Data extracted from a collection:

- - -

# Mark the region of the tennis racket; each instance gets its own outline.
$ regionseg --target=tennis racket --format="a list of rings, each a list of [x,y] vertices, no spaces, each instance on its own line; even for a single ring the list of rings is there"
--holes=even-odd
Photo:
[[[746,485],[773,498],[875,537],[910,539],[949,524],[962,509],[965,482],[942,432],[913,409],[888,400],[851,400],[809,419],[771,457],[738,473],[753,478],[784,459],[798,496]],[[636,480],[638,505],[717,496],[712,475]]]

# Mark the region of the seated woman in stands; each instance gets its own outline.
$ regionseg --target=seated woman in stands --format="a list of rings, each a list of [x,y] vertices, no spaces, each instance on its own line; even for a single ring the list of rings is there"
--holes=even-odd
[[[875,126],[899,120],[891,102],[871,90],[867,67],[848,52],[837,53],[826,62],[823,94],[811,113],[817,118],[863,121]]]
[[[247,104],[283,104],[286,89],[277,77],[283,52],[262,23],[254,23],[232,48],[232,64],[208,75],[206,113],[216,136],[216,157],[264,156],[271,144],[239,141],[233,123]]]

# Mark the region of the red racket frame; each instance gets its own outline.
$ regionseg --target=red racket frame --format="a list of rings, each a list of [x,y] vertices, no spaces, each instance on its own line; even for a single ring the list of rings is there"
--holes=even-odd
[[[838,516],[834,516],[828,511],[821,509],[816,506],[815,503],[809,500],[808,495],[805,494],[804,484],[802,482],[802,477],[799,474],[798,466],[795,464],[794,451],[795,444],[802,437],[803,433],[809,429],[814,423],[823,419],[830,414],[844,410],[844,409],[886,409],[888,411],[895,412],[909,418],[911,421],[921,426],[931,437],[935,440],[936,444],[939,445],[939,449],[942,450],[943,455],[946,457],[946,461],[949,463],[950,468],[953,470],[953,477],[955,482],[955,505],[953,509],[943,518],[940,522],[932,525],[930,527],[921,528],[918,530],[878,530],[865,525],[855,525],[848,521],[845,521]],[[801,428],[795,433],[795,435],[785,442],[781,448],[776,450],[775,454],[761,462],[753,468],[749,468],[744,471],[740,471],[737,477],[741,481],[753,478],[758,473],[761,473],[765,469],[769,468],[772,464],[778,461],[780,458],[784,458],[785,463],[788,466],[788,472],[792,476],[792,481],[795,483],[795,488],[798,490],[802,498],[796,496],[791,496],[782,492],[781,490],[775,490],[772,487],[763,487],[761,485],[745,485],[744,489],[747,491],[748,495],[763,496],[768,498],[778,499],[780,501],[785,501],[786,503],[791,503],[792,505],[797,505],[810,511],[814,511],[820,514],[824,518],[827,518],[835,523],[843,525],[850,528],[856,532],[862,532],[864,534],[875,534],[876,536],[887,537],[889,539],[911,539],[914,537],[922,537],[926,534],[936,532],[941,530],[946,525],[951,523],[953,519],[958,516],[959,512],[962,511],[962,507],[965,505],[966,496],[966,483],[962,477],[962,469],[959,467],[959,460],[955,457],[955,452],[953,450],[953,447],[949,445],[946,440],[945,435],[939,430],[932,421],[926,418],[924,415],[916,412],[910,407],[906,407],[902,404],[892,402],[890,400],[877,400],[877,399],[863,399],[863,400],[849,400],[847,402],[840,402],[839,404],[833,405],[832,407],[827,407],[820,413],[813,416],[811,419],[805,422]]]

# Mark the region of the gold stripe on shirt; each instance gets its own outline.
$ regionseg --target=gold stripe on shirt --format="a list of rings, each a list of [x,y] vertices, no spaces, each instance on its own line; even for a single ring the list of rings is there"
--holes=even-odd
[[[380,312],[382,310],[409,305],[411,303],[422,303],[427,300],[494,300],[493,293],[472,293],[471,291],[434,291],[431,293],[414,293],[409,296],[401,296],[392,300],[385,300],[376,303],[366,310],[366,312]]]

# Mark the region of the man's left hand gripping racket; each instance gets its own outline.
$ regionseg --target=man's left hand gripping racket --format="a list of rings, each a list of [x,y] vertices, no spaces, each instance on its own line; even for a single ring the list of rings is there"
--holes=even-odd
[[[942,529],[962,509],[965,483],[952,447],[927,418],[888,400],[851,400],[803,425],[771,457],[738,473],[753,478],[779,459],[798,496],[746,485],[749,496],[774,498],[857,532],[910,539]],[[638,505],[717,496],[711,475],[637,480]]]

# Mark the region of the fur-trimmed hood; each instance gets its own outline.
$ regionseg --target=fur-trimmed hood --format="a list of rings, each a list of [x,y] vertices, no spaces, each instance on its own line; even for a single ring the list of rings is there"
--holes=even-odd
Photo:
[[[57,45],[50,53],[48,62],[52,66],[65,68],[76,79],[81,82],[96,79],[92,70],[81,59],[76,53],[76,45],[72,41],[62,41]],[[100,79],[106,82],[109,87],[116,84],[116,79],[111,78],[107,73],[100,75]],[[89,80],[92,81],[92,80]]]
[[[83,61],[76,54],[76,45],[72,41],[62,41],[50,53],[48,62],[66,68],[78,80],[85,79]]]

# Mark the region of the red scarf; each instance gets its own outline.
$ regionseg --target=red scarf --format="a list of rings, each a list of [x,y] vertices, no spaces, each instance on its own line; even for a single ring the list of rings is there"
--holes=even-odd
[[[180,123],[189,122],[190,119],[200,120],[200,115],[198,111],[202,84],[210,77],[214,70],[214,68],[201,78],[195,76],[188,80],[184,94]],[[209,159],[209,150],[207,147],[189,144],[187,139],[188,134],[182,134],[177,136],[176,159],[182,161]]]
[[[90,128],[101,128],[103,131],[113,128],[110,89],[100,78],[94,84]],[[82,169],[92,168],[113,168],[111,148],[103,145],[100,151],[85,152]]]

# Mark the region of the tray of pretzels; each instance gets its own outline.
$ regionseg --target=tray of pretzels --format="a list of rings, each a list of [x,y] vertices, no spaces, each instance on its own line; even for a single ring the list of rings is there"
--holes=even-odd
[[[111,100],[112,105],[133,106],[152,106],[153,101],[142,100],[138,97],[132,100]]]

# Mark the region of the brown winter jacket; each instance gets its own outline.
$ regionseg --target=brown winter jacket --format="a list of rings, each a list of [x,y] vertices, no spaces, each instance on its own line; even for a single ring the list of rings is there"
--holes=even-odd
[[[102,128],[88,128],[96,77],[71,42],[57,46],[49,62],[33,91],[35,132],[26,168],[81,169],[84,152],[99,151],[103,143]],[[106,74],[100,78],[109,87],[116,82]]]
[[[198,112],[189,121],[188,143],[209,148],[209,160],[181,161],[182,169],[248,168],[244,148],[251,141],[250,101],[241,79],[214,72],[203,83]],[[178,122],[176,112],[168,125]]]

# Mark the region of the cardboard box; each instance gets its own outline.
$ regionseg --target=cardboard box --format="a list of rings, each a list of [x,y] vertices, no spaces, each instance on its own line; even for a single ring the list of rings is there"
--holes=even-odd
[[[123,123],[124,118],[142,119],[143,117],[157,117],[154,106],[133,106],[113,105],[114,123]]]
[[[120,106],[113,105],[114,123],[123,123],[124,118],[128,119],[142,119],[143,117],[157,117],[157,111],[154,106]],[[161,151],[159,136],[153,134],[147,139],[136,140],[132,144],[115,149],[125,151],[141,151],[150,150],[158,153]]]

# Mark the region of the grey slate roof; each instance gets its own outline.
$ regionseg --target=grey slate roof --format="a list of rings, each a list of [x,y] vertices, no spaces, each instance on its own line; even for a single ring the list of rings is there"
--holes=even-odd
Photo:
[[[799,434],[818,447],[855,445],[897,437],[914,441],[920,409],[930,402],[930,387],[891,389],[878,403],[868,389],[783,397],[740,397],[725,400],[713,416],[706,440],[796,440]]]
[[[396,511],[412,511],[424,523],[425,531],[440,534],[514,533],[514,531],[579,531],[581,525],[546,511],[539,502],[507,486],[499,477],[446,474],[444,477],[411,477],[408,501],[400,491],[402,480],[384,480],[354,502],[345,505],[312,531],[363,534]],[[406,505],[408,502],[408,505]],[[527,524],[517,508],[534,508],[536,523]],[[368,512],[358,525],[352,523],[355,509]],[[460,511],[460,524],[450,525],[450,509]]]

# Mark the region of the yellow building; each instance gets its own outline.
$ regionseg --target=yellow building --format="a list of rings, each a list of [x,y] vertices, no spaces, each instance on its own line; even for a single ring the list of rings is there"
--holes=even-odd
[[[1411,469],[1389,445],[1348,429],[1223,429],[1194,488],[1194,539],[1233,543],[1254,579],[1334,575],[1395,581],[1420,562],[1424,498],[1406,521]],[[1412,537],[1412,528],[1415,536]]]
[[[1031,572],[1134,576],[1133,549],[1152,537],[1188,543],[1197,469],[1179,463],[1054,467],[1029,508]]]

- - -

Pick out every row above that contains the string "tray", and copy each one in full. Case counts, so match only that exact capitalization.

# Mark the region of the tray of pretzels; each instance gets its own outline.
$ regionseg --target=tray of pretzels --format="a list of rings, each a list of [x,y] vertices, no spaces, each instance on its own line; even for a single ring the list of rings is there"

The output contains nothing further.